Research

Previous Research Interests

My previous research applied physics-informed machine learning and statistical methods to complex systems, with a focus on:

• Spatio-temporal spectral analysis of geophysical fluid dynamics
• Machine learning emulation of Earth-system models
• High-performance scientific data pipelines for multi-terabyte climate datasets
• Stochastic simulation and statistical inference for biological systems
• Network and graph-theoretic methods for structural characterization of biological materials

As part of the Arbic Lab at the University of Michigan, I developed a spatio-temporal spectral decomposition algorithm for analyzing energy transfers in NASA’s coupled Earth-system simulation (MITgcm/GEOS5). This work involved building parallelized ETL pipelines on NASA Pleiades HPC to process ~1 TB of NetCDF ocean simulation data, and resulted in a publication in Physical Review Fluids (2025).

In the Lubensky Lab at the University of Michigan, I built the lab’s first semi-automated image analysis pipeline (Python, OpenCV, scikit-learn, FIJI) for processing ~1 TB of microscopy data — achieving a 10x throughput improvement. I also engineered a C++ physics-based simulation of 100,000+ heterogeneous cells with stochastic dynamics to study active matter and biophysical systems.

Your task → Put this sentence from the research page into Spanish: "I also engineered a C++ physics-based simulation of 100,000+ heterogeneous cells with stochastic dynamics to study active matter and biophysical systems."

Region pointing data
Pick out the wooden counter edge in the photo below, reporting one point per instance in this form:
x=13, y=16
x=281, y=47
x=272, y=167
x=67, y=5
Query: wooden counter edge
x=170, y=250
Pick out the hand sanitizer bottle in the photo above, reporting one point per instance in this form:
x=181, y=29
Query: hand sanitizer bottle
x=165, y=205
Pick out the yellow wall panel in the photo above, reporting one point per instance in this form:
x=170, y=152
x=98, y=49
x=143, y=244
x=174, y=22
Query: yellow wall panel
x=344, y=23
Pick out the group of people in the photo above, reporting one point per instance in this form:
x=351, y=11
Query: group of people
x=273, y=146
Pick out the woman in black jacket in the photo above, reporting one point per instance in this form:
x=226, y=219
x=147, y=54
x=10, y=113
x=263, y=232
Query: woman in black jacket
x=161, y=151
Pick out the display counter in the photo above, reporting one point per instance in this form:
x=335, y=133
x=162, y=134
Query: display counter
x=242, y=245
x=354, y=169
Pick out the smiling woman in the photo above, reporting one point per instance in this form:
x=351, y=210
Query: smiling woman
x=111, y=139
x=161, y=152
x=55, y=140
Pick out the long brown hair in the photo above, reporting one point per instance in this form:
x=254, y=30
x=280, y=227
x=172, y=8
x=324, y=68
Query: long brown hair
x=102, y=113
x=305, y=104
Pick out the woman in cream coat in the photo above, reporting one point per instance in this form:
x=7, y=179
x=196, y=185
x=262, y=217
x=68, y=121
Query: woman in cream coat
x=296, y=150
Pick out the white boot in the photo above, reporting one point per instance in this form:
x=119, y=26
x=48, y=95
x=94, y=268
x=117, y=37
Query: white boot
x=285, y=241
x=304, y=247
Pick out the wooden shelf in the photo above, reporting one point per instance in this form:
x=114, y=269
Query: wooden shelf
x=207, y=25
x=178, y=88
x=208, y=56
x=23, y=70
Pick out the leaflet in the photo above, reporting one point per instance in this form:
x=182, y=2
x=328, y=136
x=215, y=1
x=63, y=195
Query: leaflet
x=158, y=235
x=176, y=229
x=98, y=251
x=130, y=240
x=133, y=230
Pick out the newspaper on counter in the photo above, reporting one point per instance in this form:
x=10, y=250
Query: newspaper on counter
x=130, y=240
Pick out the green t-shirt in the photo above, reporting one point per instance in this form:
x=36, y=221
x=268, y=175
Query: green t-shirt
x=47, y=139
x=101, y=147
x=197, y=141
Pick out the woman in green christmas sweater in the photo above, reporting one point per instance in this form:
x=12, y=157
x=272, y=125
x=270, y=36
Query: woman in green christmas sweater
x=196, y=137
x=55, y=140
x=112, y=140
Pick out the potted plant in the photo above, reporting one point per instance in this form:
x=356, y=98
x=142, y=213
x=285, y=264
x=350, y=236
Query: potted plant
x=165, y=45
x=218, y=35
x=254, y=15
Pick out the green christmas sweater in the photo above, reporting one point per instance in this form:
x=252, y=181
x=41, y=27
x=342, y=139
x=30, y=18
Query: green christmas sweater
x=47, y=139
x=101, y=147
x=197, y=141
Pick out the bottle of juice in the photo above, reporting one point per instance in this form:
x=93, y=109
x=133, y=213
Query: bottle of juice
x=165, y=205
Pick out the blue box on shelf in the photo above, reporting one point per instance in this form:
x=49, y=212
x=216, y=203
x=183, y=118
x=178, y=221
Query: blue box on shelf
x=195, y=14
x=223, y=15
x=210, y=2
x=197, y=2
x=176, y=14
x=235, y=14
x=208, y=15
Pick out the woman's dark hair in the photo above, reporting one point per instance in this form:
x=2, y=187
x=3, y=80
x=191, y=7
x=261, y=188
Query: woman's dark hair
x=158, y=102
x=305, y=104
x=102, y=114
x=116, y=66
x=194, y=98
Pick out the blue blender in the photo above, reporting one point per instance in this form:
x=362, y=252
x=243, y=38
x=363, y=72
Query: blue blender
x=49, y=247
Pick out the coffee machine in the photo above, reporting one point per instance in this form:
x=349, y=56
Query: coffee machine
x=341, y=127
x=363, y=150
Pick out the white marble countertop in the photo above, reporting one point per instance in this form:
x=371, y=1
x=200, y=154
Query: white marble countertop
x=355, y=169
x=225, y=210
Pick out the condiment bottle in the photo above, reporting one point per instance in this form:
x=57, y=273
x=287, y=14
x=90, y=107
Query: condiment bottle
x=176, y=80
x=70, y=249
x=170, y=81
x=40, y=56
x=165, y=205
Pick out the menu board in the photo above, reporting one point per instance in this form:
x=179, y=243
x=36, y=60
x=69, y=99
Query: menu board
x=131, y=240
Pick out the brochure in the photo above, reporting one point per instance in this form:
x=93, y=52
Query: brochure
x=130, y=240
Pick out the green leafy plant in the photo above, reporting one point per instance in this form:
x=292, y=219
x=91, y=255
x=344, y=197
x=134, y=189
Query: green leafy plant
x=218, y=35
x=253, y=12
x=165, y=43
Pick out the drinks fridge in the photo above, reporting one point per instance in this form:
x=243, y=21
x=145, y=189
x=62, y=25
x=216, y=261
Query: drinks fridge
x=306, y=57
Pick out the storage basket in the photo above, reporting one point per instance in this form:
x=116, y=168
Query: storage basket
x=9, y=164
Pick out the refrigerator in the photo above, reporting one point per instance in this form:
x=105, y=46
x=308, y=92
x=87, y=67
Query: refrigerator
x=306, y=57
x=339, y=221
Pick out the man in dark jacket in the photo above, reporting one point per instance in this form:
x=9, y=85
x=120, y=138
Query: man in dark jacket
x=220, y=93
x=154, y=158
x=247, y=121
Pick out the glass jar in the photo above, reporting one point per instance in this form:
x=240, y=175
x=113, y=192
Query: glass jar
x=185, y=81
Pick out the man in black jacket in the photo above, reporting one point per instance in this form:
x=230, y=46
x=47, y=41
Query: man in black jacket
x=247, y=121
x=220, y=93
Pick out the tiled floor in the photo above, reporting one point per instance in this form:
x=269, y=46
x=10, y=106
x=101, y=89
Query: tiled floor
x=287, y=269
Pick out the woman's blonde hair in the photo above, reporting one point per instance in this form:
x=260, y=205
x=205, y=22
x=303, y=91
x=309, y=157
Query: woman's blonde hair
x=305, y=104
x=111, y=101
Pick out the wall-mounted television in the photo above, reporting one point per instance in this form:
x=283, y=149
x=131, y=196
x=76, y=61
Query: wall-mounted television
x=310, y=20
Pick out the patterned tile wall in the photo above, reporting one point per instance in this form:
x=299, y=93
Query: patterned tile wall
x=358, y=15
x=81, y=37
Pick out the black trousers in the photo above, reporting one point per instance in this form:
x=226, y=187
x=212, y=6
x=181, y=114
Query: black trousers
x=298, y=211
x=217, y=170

Task response → También diseñé en C++ una simulación basada en la física de más de 100 000 células heterogéneas con dinámica estocástica para estudiar la materia activa y los sistemas biofísicos.